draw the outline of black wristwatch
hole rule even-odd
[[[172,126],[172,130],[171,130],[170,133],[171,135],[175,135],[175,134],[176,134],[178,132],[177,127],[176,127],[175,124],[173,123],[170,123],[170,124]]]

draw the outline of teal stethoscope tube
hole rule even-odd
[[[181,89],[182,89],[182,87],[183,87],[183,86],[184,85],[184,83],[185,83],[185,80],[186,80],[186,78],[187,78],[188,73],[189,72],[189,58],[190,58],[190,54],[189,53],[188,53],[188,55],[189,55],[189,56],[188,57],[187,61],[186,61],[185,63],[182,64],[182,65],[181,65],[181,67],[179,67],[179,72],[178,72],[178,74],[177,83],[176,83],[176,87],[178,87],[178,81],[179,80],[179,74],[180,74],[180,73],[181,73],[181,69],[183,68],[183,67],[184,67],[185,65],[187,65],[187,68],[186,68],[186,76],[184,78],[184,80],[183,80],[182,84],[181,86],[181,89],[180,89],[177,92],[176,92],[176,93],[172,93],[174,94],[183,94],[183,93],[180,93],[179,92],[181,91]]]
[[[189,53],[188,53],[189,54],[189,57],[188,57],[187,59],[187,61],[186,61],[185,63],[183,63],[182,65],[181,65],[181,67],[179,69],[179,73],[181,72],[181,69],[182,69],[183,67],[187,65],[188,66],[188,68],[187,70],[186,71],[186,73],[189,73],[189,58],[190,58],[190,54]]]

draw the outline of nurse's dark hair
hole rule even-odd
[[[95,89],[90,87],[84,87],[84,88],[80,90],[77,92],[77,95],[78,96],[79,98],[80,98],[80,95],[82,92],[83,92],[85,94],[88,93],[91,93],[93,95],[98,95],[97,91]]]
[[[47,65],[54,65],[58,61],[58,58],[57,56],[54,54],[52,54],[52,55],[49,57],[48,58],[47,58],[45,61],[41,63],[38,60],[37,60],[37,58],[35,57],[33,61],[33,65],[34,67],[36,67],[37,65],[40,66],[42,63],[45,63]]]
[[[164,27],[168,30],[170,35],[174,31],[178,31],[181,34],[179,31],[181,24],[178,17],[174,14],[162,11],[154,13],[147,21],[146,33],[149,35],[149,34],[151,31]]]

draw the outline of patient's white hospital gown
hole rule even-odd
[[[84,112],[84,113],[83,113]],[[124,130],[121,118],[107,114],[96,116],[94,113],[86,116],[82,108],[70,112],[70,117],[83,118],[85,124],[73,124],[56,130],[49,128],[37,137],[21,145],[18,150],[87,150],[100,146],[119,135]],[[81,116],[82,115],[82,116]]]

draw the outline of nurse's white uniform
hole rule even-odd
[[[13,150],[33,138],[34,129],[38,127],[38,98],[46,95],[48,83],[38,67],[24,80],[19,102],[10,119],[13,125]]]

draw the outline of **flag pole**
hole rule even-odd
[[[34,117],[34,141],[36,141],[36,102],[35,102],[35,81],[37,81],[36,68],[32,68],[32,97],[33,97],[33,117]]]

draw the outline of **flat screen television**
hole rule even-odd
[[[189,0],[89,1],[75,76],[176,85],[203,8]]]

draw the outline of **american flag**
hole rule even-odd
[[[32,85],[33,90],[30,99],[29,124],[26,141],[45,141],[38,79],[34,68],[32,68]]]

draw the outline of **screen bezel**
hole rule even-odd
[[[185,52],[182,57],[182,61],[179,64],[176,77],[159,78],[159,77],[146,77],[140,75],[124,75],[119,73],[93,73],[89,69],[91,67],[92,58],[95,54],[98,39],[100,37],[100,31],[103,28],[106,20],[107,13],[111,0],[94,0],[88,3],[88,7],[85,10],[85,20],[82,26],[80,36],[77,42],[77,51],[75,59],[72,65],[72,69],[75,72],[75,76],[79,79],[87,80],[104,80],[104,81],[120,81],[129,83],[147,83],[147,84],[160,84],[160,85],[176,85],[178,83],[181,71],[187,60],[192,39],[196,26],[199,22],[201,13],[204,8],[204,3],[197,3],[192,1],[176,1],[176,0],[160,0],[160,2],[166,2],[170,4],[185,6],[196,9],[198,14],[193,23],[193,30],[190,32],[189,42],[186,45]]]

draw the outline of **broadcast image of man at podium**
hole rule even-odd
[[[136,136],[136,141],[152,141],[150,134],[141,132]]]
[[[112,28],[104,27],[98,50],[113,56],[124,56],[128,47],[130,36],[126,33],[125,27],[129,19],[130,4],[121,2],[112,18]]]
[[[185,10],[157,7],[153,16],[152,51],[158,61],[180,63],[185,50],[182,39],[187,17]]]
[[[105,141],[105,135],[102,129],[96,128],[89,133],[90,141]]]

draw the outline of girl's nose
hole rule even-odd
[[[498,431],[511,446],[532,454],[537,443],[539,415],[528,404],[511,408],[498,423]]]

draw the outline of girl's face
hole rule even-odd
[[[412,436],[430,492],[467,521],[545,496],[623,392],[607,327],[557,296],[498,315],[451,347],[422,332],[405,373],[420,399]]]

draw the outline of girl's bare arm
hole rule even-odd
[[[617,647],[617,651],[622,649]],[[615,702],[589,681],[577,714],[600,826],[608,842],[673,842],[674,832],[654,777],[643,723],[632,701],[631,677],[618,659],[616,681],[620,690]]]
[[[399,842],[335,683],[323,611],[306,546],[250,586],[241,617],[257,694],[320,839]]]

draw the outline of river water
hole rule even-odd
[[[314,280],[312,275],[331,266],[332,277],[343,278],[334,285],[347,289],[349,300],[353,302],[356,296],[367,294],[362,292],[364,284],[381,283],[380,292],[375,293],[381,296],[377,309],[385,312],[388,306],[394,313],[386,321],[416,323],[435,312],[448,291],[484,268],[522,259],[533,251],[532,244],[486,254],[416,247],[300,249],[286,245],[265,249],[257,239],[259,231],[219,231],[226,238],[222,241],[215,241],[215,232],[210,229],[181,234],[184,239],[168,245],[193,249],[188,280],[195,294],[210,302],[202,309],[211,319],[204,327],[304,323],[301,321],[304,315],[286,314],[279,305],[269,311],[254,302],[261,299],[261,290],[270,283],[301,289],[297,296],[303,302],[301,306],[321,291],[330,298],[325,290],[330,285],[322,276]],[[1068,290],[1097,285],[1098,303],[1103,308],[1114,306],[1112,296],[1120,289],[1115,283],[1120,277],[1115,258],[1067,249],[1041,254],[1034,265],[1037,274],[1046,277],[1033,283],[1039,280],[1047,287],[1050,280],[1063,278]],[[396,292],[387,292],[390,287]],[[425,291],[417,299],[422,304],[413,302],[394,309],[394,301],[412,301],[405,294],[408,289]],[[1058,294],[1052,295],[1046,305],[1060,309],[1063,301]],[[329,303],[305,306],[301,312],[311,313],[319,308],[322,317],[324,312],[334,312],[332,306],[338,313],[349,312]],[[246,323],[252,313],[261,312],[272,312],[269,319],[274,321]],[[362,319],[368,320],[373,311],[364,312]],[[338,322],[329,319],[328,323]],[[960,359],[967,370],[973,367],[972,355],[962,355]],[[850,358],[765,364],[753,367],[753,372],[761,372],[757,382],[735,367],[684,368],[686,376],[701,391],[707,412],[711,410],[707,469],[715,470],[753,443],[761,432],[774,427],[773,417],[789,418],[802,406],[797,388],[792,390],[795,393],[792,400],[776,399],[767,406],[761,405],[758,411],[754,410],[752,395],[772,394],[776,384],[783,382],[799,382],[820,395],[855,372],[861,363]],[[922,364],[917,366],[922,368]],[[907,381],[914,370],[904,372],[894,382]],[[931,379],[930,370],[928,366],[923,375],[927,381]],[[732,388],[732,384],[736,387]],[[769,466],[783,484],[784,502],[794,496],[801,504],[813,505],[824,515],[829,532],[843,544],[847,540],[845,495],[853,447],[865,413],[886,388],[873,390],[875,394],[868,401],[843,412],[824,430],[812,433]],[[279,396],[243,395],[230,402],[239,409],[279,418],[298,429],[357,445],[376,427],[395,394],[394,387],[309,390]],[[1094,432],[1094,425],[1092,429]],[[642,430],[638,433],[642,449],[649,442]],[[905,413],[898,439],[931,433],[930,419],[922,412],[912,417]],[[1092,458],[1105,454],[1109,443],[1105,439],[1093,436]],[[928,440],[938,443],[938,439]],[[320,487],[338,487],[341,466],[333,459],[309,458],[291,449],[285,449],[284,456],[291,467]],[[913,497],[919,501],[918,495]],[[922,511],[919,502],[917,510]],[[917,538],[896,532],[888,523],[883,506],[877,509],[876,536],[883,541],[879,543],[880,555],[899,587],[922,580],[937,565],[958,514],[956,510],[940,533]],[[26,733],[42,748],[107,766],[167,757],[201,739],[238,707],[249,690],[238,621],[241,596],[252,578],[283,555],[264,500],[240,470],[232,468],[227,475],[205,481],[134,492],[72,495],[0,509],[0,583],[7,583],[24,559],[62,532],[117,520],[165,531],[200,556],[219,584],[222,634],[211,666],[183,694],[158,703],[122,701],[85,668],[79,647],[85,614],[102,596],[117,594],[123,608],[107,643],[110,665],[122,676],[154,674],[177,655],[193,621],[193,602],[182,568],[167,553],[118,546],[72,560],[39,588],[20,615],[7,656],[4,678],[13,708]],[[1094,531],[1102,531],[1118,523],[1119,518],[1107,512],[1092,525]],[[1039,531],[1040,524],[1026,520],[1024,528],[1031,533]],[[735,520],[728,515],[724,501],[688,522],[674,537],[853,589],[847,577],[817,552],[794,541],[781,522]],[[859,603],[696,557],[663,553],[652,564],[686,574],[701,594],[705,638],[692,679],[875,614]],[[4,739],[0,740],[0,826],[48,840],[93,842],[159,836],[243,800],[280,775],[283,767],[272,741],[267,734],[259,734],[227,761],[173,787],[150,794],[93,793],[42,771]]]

▬▬▬▬▬▬

• [The request]: Show each line of the records that contains the string "girl", copied in full.

• [The output]:
draw the outline of girl's nose
draw the outline of girl's face
draw the outline of girl's bare arm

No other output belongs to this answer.